• **WHAT IS NEEDED**
Look through the data below. Pick out the lines holding the string "back".

• **PROVIDED DATA**
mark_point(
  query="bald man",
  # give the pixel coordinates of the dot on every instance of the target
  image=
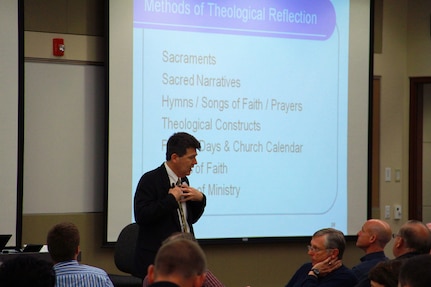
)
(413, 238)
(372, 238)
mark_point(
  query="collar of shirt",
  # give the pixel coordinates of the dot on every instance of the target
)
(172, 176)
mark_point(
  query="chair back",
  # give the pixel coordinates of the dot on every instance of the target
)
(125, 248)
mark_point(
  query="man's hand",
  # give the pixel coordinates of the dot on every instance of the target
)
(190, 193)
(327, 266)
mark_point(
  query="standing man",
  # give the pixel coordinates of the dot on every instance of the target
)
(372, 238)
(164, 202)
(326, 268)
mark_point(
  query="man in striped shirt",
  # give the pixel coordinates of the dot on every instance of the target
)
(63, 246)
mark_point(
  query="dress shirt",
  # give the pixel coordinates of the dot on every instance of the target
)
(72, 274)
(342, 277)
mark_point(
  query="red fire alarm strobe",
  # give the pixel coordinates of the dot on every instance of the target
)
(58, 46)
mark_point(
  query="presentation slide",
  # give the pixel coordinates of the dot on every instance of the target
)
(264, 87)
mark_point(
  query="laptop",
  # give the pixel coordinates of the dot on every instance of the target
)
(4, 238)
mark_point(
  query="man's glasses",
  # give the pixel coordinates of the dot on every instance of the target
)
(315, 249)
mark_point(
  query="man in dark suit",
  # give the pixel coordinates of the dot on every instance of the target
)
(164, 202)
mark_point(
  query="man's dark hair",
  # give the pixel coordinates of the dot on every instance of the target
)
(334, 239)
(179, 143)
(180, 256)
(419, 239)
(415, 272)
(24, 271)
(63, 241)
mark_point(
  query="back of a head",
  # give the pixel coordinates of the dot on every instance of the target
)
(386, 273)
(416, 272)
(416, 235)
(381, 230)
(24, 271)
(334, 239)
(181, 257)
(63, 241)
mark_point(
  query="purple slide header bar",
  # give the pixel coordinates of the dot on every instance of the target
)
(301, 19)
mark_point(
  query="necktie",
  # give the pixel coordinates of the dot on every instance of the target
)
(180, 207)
...
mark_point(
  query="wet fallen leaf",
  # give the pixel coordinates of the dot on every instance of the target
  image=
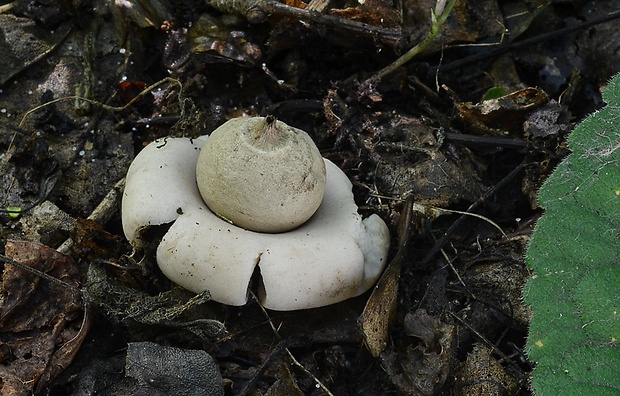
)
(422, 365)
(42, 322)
...
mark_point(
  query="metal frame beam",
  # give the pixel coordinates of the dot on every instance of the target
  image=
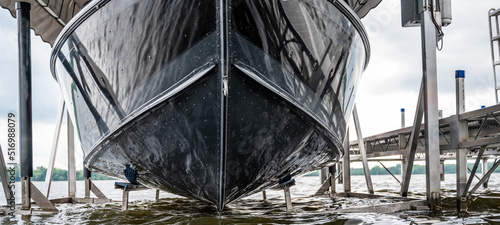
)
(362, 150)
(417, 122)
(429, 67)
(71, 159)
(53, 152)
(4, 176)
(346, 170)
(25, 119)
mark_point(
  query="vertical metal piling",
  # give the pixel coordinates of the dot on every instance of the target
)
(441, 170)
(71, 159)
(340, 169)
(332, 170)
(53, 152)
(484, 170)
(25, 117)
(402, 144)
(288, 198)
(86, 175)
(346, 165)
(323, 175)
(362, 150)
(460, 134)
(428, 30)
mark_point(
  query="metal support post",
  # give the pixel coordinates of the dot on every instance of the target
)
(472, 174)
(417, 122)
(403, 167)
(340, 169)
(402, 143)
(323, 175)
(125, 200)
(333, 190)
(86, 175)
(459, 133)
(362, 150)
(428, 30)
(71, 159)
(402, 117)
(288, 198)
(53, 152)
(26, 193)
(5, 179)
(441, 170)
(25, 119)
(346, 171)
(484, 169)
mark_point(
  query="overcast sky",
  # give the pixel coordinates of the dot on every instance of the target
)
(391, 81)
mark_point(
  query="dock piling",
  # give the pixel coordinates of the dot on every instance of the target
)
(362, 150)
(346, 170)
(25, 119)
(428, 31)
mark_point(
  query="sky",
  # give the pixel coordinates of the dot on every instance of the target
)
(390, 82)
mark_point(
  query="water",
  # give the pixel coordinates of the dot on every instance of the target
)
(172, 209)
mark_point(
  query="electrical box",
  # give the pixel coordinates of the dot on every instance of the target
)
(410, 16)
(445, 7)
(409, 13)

• **ANSWER SPACE**
  query="chair back",
  query="back of a head",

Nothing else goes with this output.